**PROMPT**
Can you reproduce every one of the records below, word for word and line for line?

**INFORMATION PROVIDED**
-*-*-
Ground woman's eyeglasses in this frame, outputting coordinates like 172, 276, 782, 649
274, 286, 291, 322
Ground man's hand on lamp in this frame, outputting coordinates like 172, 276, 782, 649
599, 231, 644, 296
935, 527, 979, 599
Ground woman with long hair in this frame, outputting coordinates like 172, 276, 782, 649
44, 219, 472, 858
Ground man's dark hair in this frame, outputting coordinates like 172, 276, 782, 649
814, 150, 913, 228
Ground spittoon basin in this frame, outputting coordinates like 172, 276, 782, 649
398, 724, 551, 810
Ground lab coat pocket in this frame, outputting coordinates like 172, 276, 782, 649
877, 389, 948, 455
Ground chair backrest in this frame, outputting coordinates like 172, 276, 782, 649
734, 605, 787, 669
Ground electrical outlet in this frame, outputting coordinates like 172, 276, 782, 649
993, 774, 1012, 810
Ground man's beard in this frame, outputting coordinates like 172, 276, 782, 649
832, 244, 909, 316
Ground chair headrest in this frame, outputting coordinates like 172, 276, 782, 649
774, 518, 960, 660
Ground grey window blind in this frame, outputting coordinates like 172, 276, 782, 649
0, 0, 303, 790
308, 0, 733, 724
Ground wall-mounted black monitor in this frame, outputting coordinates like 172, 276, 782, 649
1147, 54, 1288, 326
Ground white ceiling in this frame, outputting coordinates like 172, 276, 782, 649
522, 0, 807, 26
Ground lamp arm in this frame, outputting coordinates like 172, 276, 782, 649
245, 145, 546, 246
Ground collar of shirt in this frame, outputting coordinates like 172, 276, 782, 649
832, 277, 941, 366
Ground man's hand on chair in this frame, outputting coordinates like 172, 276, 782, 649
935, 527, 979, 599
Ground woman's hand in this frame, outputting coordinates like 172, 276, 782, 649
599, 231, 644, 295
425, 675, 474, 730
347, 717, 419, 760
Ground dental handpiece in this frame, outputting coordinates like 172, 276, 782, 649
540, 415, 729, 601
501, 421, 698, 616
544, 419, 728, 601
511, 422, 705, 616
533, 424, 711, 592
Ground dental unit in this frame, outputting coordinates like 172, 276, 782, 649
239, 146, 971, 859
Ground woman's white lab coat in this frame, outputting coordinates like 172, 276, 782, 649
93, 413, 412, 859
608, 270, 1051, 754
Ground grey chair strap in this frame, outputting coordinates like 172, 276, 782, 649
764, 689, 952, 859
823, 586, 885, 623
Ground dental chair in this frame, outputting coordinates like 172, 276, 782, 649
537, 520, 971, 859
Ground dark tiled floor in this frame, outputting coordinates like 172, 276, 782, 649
-*-*-
**RESPONSE**
Ground woman's eyeglasses in this frame, outputting coordinates like 172, 276, 782, 649
274, 286, 291, 322
Ground man's hand on lamp in this frame, outputting coordinates like 172, 276, 782, 649
599, 231, 644, 296
935, 527, 979, 599
Ground woman with long hair in this frame, outputting coordinates like 172, 276, 782, 649
44, 219, 472, 858
Ground man's dark hair in this frame, outputting coordinates like 172, 276, 782, 649
814, 150, 913, 228
Ground spittoon basin in this frame, outputting coordinates like 172, 276, 782, 649
398, 724, 551, 810
Ground lab coat pocket in this frame, outputting coordinates like 172, 276, 782, 649
877, 389, 948, 455
Ground chair backrest in this frame, outputting coordinates like 172, 276, 782, 649
734, 605, 787, 669
Ground electrical outlet in this frame, outputting coordinates like 172, 276, 782, 649
993, 774, 1012, 810
Ground man's beard in this frame, outputting coordinates like 172, 276, 782, 649
832, 244, 909, 316
Ground chair headrest in this frame, outputting coordinates like 172, 276, 782, 649
774, 518, 960, 660
Ground grey window blind in this frame, outputting coordinates like 172, 276, 782, 649
0, 0, 303, 790
308, 0, 733, 724
Ground wall-mounted black monitor in this frame, outputting coordinates like 172, 276, 782, 649
1147, 54, 1288, 326
Ground white ceiling in this frame, outputting coordinates like 172, 276, 782, 649
522, 0, 807, 26
Ground lamp arm in this frame, outputting coordinates like 172, 276, 782, 649
245, 145, 546, 246
Ground collar of shirt in this frame, outputting coordinates like 172, 276, 782, 649
832, 277, 941, 366
Ground man's hand on chair in this frame, outputting coordinates like 172, 276, 782, 649
935, 527, 979, 599
Ground woman's hand in this frame, outputting coordinates like 172, 276, 782, 649
599, 231, 644, 295
425, 675, 474, 730
347, 717, 419, 760
Ground dental handpiece in this frame, outputting coordinates like 172, 276, 782, 649
540, 415, 729, 601
501, 421, 698, 616
544, 419, 728, 601
511, 422, 705, 616
533, 424, 711, 592
Ground dental unit in this frame, outputting coordinates like 172, 276, 782, 649
239, 146, 971, 859
Ground woman's white lab coat in this frame, outputting coordinates like 172, 276, 782, 649
93, 413, 412, 859
608, 270, 1051, 754
Ground grey chair strap in this frame, outputting coordinates like 172, 276, 782, 649
764, 689, 952, 859
823, 586, 885, 623
Ground dental chair in this frame, outputting coordinates like 172, 276, 782, 649
537, 520, 971, 859
Ground dark tiled floor in this frame, outputting coordinates like 172, 276, 782, 649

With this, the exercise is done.